* Description of the task
Pull out each line in the records below that contains the word "then", and copy those lines unchanged.

* Material provided
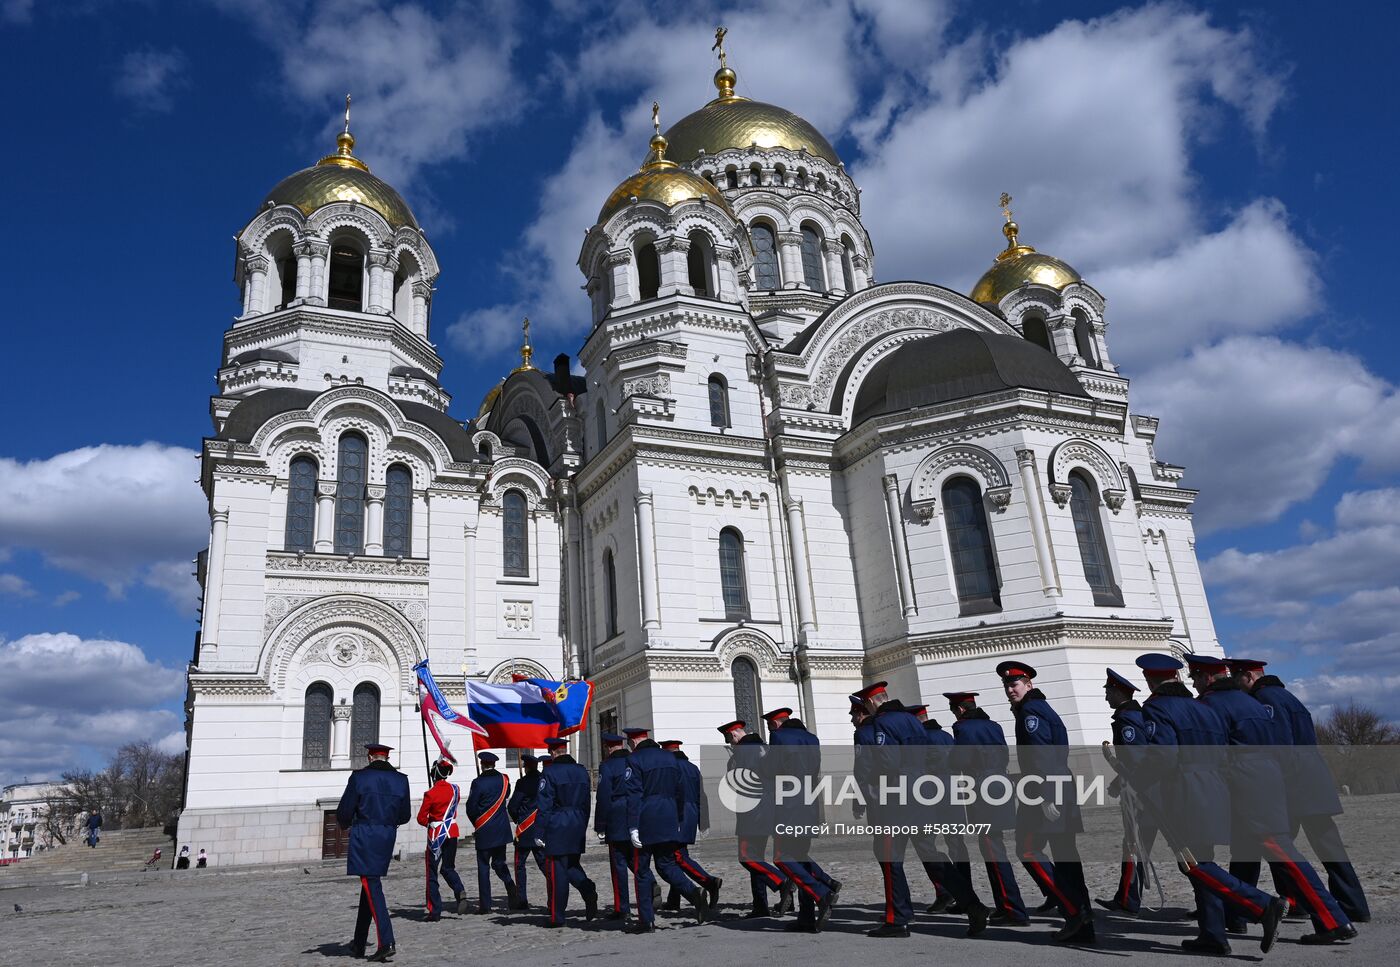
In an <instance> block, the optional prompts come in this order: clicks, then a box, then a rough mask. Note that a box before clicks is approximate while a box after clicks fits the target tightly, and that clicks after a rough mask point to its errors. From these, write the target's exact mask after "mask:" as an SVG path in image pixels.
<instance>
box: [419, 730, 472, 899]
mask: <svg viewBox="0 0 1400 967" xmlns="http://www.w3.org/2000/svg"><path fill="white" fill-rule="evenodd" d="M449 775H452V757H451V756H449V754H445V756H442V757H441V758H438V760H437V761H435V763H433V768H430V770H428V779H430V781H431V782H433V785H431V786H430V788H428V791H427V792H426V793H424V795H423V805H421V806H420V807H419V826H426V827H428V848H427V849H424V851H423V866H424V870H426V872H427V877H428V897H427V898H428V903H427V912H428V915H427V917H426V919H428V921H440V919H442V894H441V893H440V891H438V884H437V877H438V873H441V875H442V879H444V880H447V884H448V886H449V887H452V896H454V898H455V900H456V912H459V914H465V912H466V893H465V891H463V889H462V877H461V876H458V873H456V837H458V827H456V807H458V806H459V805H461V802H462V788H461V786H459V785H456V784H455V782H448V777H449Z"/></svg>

...

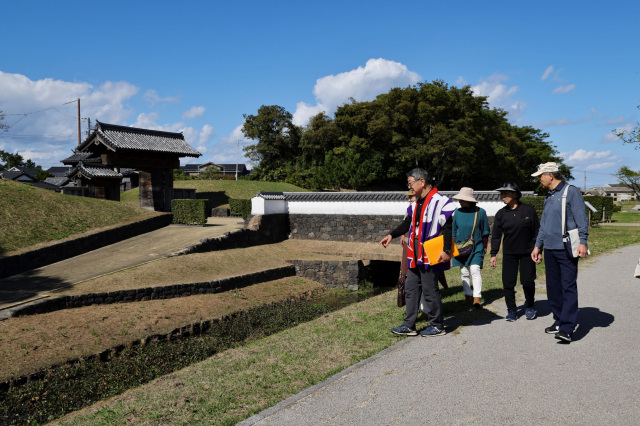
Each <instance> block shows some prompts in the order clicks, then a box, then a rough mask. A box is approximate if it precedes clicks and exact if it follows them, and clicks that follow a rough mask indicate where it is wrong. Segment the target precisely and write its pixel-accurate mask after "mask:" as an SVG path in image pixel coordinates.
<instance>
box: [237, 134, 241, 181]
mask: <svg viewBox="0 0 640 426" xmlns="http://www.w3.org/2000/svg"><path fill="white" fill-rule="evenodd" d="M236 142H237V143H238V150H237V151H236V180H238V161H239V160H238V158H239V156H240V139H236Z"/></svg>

* Result below
In an <instance> block, the optional prompts come in this order: clicks, then a box, then a rough mask. Note that a box before clicks is approximate while a box after clicks fits the target tightly, and that clicks after a rough mask point to its errors. From these, write the target's exact mask after "mask:" as an SVG path in image pixels.
Each <instance> block shows some prompts in the order clicks, then a box, then a rough mask. A box is approximate if it precedes clicks and exact if it follows them, and clicks that follow a rough mask indicate where it is wrong. Segment the target precisely and write its pixel-accurate mask after "mask:" as an SVG path in image pixel coordinates.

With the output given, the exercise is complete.